Swap "green kayak" for "red canoe" in the records, from the first line through the line containing "514 143 L 514", and return those lines with nothing else changed. Omit the pictures from your answer.

Data for this task
>> Start

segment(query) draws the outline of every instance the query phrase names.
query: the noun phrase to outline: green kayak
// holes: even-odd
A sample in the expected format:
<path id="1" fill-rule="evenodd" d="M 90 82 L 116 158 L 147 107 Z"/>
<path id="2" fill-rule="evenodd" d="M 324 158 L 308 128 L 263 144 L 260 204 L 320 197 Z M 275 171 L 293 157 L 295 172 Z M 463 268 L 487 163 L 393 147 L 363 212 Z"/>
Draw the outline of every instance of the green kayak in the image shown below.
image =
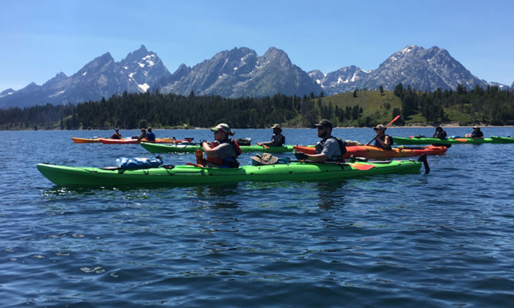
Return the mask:
<path id="1" fill-rule="evenodd" d="M 514 143 L 514 138 L 510 137 L 491 136 L 493 143 Z"/>
<path id="2" fill-rule="evenodd" d="M 393 137 L 393 141 L 397 144 L 481 144 L 483 143 L 494 143 L 491 138 L 439 139 Z"/>
<path id="3" fill-rule="evenodd" d="M 194 153 L 198 149 L 201 149 L 199 144 L 162 144 L 148 142 L 141 142 L 140 144 L 150 153 Z M 285 153 L 292 152 L 293 149 L 292 145 L 268 148 L 258 145 L 241 145 L 239 147 L 243 153 Z"/>
<path id="4" fill-rule="evenodd" d="M 56 184 L 79 187 L 143 184 L 190 186 L 244 181 L 344 180 L 376 174 L 415 174 L 419 172 L 421 166 L 421 163 L 419 161 L 400 160 L 348 164 L 290 162 L 248 165 L 236 169 L 182 165 L 125 171 L 113 168 L 72 167 L 46 164 L 37 165 L 38 170 Z"/>

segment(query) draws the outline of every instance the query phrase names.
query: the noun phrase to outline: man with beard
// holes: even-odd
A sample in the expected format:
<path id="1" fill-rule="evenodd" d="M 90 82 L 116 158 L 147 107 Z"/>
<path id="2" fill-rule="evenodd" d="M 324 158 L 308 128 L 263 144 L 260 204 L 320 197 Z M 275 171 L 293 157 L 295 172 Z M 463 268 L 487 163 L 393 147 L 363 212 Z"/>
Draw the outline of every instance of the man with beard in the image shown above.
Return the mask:
<path id="1" fill-rule="evenodd" d="M 315 162 L 342 161 L 341 156 L 346 153 L 346 147 L 340 138 L 332 135 L 332 122 L 323 119 L 315 126 L 318 127 L 318 137 L 321 138 L 321 140 L 316 144 L 315 154 L 296 153 L 296 157 L 298 159 L 308 159 Z"/>

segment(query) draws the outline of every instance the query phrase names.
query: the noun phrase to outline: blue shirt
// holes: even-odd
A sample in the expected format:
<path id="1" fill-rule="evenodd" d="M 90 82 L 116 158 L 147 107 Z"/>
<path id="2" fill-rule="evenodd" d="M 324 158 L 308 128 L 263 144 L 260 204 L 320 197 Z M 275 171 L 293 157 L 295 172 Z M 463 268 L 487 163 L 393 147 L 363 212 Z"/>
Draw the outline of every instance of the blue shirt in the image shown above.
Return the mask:
<path id="1" fill-rule="evenodd" d="M 316 144 L 315 154 L 322 154 L 328 158 L 327 161 L 337 161 L 341 158 L 341 149 L 339 148 L 339 142 L 335 137 L 330 136 L 328 138 L 320 140 Z"/>

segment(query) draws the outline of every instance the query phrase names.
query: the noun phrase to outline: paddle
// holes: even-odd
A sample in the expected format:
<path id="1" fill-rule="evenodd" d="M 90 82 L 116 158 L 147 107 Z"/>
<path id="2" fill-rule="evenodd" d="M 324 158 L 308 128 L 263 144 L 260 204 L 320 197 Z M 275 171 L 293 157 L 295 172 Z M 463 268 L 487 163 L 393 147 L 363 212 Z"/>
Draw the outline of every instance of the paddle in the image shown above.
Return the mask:
<path id="1" fill-rule="evenodd" d="M 394 121 L 396 121 L 397 120 L 398 120 L 398 119 L 399 119 L 399 118 L 400 118 L 400 115 L 397 115 L 396 117 L 394 117 L 394 119 L 393 119 L 392 121 L 389 122 L 389 124 L 388 124 L 387 125 L 386 125 L 386 127 L 385 127 L 385 128 L 389 127 L 389 125 L 391 125 L 392 124 L 393 124 L 393 122 L 394 122 Z M 374 140 L 375 139 L 377 139 L 377 136 L 374 137 L 372 139 L 369 140 L 369 142 L 367 143 L 367 144 L 364 144 L 364 145 L 369 145 L 369 144 L 372 143 L 372 142 L 373 142 L 373 140 Z"/>
<path id="2" fill-rule="evenodd" d="M 188 166 L 194 166 L 195 167 L 199 167 L 199 168 L 201 168 L 201 169 L 205 168 L 204 166 L 204 165 L 201 165 L 200 164 L 186 163 L 186 164 Z"/>
<path id="3" fill-rule="evenodd" d="M 374 165 L 368 165 L 364 164 L 355 164 L 355 163 L 340 163 L 337 161 L 325 161 L 325 162 L 318 162 L 318 161 L 309 161 L 307 160 L 290 160 L 289 161 L 290 162 L 297 162 L 297 163 L 304 163 L 304 164 L 335 164 L 339 166 L 350 166 L 353 167 L 354 169 L 358 169 L 358 170 L 369 170 L 371 169 L 374 168 Z"/>

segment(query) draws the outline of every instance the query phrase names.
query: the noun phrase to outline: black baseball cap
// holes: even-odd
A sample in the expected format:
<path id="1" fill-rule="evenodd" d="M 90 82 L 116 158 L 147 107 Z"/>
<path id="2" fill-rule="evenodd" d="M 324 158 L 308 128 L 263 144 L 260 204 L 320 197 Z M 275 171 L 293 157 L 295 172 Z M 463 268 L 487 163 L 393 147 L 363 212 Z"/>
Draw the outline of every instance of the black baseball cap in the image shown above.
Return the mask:
<path id="1" fill-rule="evenodd" d="M 332 128 L 332 122 L 330 120 L 323 119 L 319 123 L 314 124 L 316 127 L 330 127 Z"/>

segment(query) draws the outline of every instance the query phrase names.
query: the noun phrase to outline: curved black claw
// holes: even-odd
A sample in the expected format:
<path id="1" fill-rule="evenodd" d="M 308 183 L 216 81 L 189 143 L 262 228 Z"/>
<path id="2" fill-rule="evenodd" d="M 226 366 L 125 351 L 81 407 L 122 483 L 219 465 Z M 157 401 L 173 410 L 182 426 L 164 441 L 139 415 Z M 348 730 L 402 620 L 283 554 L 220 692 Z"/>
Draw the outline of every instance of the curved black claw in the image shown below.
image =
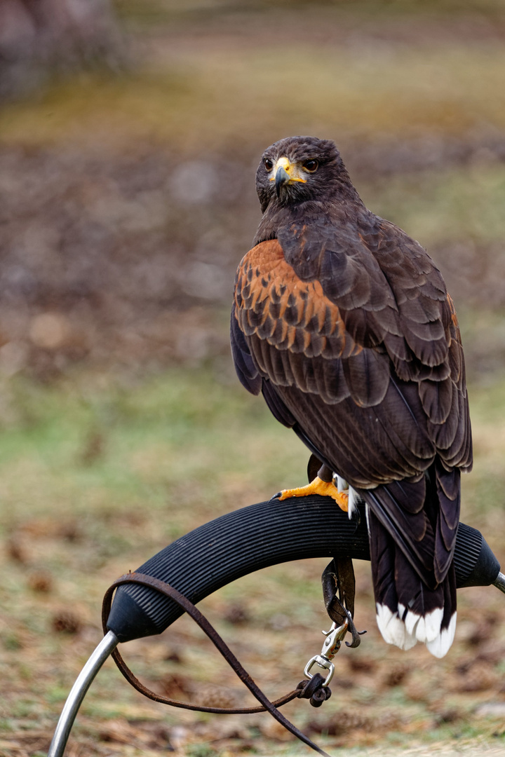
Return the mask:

>> End

Solution
segment(query) draws the outline of every instance the query phrase names.
query: the noun phrase to outline: red canoe
// holes: even-odd
A sample in the expected format:
<path id="1" fill-rule="evenodd" d="M 90 82 L 116 158 L 147 107 Z"/>
<path id="2" fill-rule="evenodd" d="M 324 158 L 308 128 L 263 144 L 260 204 L 320 197 Z M 275 171 L 293 157 L 295 172 Z M 463 268 L 487 163 L 393 147 L 363 212 Z"/>
Draw the outline of every instance of the red canoe in the image shown below.
image =
Return the mask:
<path id="1" fill-rule="evenodd" d="M 514 143 L 514 138 L 510 137 L 491 136 L 493 143 Z"/>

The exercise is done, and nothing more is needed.